* _Document extract_
Start of Block

Dr Moriel Ram's research interests lie at the intersection between militaristic geographies of death, urban geopolitics of faith and medical spatialities of health. ​His past and current research has focused on normalisation process of contested territories by comparing the Golan Heights and Northern Cyprus; contested urban environments and religious communal identity in Israel's mixed cities and representation of undead spaces in popular geopolitical discourses.  Moriel holds a PhD in politics and governance from Ben Gurion University, Israel and a post doc in the Department of Architecture and Town Planning at the Technion-Israel's Technological Institute.

Moriel's recent project examines how Israel narrates its geopolitical image through the planning, construction and operation of medical facilities, such as hospitals, clinics and relief centres in Africa in order to provide a better understanding of the ways in which foreign policy, international trade and the global economy are used by nations in order to construct a geopolitical imagination of themselves. The research is based on a historiographic and geographic analysis (mainly archival research, cartographic outline and in-depth interviews) of Israeli involvement in the construction of medical facilities in African states.

End of Block

(Items drawn from a data source)
Start of Block

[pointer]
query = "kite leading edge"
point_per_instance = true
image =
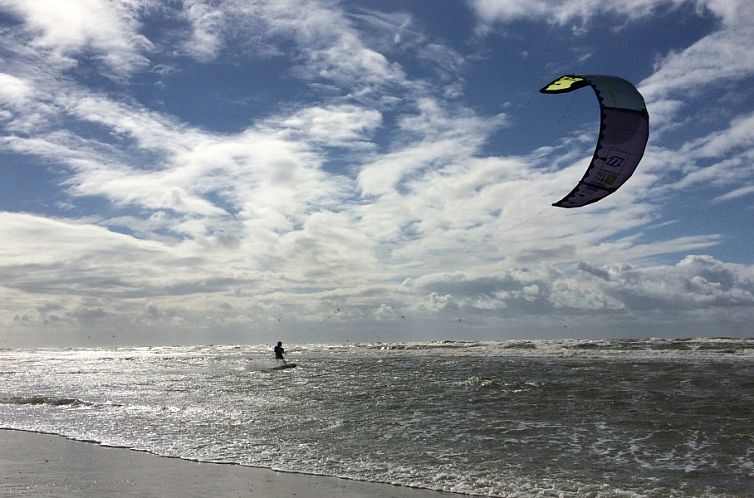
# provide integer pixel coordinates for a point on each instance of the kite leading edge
(624, 131)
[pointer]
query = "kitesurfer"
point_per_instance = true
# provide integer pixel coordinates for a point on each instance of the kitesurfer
(279, 351)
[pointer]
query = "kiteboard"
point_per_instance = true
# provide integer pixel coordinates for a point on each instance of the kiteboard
(284, 366)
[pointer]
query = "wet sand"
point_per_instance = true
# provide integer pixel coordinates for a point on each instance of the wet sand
(33, 464)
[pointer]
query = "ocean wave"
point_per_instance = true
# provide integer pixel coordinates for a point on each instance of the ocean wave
(44, 400)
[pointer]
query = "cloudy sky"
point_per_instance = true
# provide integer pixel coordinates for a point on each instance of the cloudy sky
(236, 171)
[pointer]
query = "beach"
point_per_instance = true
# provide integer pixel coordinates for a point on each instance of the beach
(34, 464)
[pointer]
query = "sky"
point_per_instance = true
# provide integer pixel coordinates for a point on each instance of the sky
(237, 171)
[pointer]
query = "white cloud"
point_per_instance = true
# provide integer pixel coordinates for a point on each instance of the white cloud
(207, 23)
(108, 30)
(13, 90)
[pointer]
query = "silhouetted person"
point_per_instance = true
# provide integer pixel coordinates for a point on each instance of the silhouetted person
(279, 352)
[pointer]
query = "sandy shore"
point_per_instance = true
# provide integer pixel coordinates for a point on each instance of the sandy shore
(34, 464)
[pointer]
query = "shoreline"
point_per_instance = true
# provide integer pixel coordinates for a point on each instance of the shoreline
(37, 463)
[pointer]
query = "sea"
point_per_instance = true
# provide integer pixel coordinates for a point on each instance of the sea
(597, 418)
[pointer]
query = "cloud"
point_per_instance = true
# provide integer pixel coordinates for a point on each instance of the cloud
(562, 12)
(14, 91)
(108, 31)
(207, 26)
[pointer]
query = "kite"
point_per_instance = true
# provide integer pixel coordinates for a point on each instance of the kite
(624, 131)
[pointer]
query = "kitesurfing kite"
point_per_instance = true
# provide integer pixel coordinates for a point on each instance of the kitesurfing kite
(624, 131)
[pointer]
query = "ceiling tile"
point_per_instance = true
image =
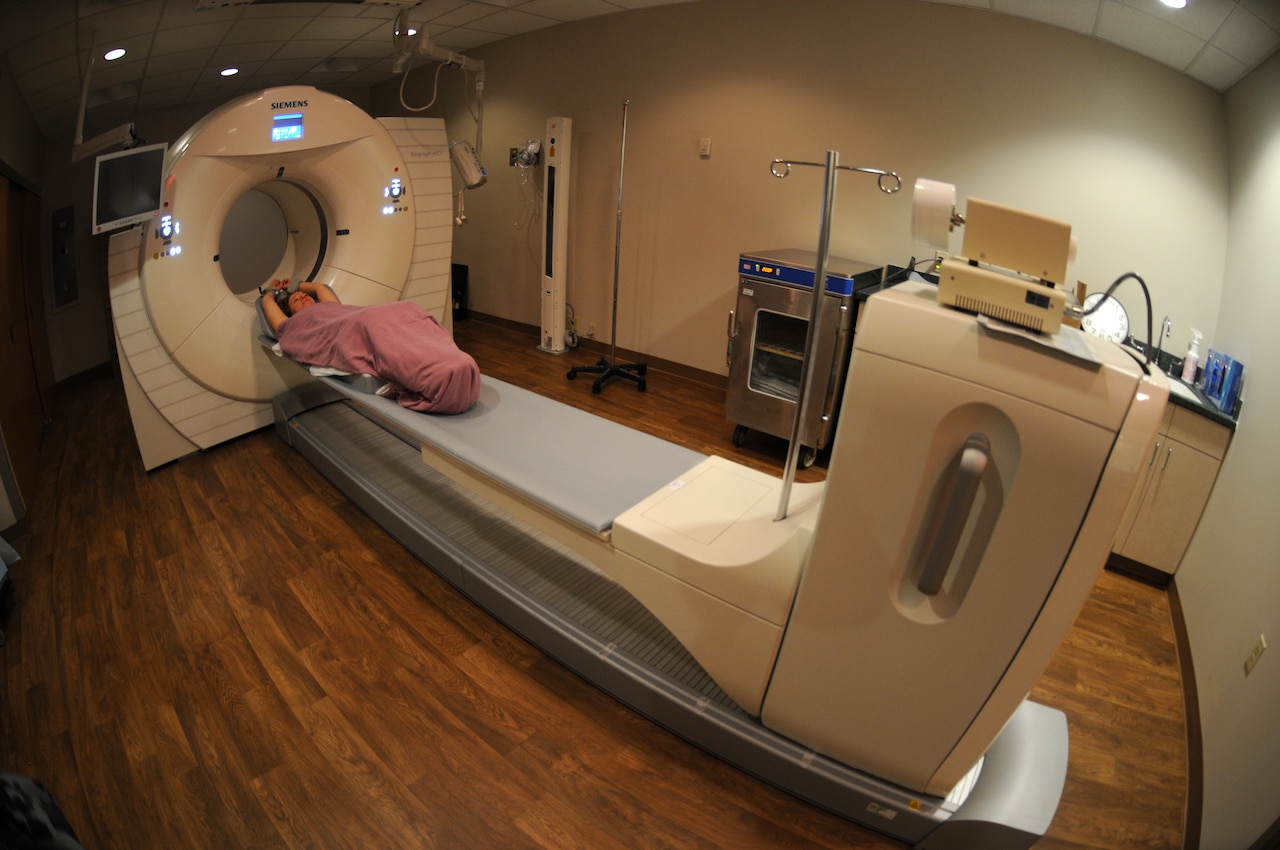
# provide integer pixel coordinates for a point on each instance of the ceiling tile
(1201, 17)
(206, 35)
(343, 30)
(1078, 16)
(1128, 27)
(1216, 69)
(1266, 10)
(567, 9)
(1246, 37)
(511, 23)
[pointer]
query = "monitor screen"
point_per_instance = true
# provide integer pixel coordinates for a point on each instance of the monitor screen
(128, 187)
(287, 127)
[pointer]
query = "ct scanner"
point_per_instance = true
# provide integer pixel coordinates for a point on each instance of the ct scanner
(871, 652)
(325, 193)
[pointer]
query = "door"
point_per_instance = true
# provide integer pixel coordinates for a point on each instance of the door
(768, 357)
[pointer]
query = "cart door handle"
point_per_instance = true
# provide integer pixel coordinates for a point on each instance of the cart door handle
(959, 503)
(731, 333)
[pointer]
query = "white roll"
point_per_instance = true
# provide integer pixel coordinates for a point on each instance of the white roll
(932, 206)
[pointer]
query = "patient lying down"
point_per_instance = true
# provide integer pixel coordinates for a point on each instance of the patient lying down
(398, 342)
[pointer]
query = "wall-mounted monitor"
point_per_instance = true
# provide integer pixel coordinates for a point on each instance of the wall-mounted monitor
(128, 187)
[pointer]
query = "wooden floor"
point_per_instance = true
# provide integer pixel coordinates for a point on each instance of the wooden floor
(225, 653)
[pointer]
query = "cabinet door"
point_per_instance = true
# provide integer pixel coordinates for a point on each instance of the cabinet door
(1171, 506)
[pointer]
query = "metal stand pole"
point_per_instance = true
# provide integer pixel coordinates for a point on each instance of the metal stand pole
(819, 292)
(608, 366)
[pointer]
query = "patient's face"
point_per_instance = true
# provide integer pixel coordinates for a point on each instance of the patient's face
(298, 300)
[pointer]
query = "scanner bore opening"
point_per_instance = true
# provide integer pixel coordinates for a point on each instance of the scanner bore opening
(275, 229)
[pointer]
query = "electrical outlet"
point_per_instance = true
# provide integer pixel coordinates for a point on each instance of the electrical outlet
(1258, 648)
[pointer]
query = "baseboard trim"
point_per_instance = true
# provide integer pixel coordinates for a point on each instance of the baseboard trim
(1194, 812)
(1139, 571)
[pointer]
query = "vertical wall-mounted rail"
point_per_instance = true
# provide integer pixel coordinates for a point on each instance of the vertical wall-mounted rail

End of Block

* _Exercise prompt_
Write the next part of the research profile of Moriel Ram, starting after its final sentence. These records have nothing to do with the research profile of Moriel Ram.

* _Written answer_
Moriel intends to place his empirical work within a theoretical framework that examines how Israel's medical involvement in these African countries constantly produces a convoluted set of moral geographies. That is, a set of silent ethical assertions that pre-organise explicit ethico-political discourses which work together to mark not only states, but also regions, cultural groupings and ethnic or racial territories. The project engages with the material practices, actual spaces and real politics that have increasingly incorporated recent and earlier studies of colonial geographies. It does so by analysing how the ideas, perceptions and beliefs embedded in the formation of Israel's medical and moral geographies in African countries have imagined a set of geo-cultural assumptions about "Africa", which became a valuable source of reinforcement for Israel's self-image as "Western".